Collected data entries:
-*-*-

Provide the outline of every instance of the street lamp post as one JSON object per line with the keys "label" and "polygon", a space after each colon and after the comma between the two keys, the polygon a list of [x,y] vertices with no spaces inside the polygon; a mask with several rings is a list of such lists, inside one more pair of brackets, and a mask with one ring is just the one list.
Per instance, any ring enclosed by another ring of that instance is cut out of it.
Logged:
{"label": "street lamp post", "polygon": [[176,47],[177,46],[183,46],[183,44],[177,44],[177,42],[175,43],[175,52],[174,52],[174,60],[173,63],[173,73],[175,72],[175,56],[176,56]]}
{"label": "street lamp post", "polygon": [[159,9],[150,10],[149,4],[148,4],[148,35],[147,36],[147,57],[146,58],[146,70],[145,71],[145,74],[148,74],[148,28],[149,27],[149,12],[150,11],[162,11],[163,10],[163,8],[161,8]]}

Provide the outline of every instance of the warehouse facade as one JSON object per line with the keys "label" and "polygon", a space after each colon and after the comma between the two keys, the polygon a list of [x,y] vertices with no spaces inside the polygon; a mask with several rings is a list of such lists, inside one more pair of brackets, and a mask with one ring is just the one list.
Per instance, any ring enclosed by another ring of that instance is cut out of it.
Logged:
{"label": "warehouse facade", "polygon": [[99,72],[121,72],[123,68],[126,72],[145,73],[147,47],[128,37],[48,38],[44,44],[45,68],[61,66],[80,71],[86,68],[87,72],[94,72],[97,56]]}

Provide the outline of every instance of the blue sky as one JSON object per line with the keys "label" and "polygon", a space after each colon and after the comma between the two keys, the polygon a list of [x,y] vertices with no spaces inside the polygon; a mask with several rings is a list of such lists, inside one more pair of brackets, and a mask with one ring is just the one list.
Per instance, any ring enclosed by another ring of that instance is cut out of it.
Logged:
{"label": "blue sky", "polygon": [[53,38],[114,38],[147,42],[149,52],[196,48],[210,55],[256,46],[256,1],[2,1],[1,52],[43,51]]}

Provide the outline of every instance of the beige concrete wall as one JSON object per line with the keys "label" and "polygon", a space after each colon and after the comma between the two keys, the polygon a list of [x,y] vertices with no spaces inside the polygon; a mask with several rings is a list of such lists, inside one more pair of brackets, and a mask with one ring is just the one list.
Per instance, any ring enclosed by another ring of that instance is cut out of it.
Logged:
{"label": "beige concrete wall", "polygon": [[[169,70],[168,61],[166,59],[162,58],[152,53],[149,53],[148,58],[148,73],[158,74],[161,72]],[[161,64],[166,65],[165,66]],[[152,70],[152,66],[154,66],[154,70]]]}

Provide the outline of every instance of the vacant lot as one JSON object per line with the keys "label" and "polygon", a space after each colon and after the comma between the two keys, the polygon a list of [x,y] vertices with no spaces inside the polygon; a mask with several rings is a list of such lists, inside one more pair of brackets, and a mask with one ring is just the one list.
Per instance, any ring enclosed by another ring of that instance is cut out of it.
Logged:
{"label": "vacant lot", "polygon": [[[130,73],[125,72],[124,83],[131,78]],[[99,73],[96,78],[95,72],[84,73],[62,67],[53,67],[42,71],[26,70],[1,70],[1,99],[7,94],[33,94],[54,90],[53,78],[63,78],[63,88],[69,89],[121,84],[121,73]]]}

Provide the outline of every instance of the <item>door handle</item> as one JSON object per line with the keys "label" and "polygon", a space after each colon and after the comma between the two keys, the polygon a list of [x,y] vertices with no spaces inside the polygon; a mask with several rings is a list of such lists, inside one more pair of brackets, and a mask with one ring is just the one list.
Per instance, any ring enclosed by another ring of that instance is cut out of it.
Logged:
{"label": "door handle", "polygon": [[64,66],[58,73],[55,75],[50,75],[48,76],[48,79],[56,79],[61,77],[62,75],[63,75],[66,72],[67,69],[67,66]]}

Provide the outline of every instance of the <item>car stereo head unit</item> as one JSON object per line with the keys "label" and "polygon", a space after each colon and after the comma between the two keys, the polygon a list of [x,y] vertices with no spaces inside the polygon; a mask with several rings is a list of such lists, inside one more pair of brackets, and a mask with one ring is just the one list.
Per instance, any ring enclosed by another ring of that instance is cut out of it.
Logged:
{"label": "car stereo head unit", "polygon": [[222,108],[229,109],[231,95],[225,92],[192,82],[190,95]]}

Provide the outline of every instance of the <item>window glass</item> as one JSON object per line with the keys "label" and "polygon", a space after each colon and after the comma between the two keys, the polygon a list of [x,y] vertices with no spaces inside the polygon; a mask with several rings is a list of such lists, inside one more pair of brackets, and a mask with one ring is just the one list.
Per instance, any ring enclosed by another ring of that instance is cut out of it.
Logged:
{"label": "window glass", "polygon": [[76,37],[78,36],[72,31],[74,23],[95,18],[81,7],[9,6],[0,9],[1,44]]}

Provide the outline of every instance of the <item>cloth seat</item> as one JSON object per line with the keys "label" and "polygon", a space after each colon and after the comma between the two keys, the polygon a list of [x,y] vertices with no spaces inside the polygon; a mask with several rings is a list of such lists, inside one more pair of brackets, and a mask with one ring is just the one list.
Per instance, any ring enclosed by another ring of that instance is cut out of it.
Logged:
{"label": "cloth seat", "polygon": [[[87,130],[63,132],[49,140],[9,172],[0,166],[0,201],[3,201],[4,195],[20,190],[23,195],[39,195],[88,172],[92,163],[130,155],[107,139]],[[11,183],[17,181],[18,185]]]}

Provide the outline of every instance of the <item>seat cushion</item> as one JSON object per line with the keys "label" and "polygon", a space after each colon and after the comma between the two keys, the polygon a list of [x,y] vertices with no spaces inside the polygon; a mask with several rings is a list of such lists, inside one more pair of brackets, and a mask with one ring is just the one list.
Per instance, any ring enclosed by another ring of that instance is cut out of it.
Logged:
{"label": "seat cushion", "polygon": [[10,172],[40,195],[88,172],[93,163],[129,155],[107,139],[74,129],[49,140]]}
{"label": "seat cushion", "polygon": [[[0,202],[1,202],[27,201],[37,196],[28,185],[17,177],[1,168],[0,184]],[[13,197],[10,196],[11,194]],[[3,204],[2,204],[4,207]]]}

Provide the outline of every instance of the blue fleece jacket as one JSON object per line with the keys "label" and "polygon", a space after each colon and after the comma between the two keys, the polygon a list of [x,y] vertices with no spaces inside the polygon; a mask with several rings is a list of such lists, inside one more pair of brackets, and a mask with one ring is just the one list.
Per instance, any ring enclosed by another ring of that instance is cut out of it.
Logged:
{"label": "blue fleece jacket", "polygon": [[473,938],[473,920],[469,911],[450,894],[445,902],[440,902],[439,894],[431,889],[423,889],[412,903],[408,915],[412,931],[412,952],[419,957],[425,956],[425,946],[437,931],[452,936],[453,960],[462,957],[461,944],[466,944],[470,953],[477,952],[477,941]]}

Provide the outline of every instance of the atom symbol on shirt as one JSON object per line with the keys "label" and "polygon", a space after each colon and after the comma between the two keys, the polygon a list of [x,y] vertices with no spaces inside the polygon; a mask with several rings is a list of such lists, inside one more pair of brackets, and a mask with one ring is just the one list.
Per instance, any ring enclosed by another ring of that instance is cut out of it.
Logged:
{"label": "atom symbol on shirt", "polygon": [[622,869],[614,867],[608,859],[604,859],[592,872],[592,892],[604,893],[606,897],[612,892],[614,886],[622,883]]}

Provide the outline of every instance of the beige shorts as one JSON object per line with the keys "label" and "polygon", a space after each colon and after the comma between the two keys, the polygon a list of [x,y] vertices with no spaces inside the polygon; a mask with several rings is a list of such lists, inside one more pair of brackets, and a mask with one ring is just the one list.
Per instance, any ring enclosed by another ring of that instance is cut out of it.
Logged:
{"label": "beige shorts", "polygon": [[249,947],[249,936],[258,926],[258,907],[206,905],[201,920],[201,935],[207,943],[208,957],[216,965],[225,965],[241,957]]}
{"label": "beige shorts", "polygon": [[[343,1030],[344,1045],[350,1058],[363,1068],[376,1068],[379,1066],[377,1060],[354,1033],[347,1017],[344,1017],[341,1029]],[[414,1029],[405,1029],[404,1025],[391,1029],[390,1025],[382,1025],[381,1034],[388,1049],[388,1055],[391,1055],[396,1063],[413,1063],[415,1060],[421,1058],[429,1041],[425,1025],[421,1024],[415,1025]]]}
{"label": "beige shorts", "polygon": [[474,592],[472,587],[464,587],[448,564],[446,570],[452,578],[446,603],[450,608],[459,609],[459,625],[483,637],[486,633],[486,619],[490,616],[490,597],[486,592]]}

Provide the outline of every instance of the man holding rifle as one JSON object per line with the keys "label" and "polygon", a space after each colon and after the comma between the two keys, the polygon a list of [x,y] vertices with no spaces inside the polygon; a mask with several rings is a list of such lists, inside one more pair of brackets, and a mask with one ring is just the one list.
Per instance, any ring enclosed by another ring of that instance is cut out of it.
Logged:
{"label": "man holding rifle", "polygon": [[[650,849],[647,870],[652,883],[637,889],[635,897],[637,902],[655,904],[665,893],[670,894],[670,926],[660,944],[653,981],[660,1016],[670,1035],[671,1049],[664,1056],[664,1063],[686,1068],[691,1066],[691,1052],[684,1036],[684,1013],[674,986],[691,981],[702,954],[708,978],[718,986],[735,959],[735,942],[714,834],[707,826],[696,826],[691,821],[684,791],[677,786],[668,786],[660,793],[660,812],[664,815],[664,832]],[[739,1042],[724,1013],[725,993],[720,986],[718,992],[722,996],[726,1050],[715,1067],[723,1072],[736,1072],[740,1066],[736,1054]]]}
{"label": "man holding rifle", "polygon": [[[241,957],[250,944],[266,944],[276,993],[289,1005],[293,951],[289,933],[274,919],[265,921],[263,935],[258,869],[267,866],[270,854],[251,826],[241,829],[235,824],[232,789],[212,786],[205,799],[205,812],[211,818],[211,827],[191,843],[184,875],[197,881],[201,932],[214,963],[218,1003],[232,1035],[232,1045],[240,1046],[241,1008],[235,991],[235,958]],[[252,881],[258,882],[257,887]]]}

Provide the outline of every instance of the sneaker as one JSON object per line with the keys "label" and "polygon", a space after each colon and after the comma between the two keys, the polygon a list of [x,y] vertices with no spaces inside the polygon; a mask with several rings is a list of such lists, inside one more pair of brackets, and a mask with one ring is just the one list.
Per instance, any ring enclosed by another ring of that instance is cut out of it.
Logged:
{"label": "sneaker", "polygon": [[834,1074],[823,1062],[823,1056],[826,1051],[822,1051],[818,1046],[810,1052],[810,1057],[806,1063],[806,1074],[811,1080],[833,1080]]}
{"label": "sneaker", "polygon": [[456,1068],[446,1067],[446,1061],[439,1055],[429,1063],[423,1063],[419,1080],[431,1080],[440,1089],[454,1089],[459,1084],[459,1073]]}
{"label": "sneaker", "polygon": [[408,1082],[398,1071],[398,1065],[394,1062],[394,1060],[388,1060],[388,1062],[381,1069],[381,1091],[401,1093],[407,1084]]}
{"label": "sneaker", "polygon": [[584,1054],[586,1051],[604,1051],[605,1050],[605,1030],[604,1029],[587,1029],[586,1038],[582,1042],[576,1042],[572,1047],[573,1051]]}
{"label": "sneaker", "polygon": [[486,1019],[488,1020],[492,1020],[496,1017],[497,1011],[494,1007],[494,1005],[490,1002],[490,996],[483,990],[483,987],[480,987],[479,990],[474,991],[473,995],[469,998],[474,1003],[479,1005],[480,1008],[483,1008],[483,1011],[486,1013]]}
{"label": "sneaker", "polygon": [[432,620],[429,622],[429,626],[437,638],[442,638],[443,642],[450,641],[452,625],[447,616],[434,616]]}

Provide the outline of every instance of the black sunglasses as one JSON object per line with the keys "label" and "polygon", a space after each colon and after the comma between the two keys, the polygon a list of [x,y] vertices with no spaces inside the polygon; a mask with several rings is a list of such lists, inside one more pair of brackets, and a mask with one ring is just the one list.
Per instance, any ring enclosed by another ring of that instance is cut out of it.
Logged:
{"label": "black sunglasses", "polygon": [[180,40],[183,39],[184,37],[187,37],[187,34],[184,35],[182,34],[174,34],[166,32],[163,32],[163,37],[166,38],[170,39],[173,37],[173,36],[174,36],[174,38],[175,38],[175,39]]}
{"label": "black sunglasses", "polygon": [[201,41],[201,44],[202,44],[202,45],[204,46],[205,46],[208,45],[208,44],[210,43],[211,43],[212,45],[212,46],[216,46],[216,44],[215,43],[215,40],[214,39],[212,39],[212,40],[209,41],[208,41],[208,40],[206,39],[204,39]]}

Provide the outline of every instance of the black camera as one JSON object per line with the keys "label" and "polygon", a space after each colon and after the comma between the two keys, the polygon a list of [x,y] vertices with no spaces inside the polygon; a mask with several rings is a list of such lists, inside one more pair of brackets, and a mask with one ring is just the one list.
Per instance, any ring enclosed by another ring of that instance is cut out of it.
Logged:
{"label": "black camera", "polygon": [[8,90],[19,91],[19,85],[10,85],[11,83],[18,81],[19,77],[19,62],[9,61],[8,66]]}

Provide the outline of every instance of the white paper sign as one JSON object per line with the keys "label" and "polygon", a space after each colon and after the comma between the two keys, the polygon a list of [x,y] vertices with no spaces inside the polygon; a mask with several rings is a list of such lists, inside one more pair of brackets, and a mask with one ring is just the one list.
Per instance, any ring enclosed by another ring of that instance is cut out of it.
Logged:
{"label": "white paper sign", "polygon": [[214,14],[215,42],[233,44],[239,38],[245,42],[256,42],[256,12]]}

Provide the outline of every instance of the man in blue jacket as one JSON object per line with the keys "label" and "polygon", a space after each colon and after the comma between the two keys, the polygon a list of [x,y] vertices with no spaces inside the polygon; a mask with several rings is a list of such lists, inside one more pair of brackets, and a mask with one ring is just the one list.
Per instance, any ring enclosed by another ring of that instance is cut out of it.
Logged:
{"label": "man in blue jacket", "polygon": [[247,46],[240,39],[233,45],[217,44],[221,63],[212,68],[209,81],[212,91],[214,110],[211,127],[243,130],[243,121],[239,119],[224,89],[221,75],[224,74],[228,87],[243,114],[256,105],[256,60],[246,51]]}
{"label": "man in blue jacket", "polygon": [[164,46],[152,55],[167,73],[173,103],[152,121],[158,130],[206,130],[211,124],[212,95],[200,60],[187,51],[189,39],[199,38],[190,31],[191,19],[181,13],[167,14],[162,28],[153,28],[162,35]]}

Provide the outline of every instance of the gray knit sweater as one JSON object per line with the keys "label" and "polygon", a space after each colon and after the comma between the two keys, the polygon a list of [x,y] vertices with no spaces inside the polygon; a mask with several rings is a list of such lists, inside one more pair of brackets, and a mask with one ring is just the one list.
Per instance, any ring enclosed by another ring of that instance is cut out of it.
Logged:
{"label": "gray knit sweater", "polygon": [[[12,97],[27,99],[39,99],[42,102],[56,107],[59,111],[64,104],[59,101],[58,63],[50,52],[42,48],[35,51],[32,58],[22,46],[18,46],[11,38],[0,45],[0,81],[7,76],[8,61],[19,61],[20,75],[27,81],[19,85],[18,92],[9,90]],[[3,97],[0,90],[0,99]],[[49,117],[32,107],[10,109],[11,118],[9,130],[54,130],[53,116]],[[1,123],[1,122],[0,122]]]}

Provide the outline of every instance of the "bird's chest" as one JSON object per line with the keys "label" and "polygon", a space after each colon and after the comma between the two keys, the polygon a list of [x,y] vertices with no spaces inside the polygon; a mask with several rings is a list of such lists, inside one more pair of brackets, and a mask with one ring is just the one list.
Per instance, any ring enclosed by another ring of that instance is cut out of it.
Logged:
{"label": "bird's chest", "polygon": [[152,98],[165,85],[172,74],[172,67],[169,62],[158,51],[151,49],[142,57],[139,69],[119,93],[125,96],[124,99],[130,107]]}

-*-*-

◆ **Task details**
Identify each line above that contains the string "sign", and copy every one of those lines.

◆ **Response to this exercise**
Provide the outline of every instance of the white paper sign as one JSON object per line with the keys "label" and "polygon", a space after each colon and after the comma between the two keys, the polygon a list of [x,y] vertices with no spaces inside the polygon; a mask with several rings is a list of such lists, inside one more pair of brackets, and a mask with one ring is just the one list.
{"label": "white paper sign", "polygon": [[214,14],[215,42],[233,44],[239,38],[245,42],[256,42],[256,12]]}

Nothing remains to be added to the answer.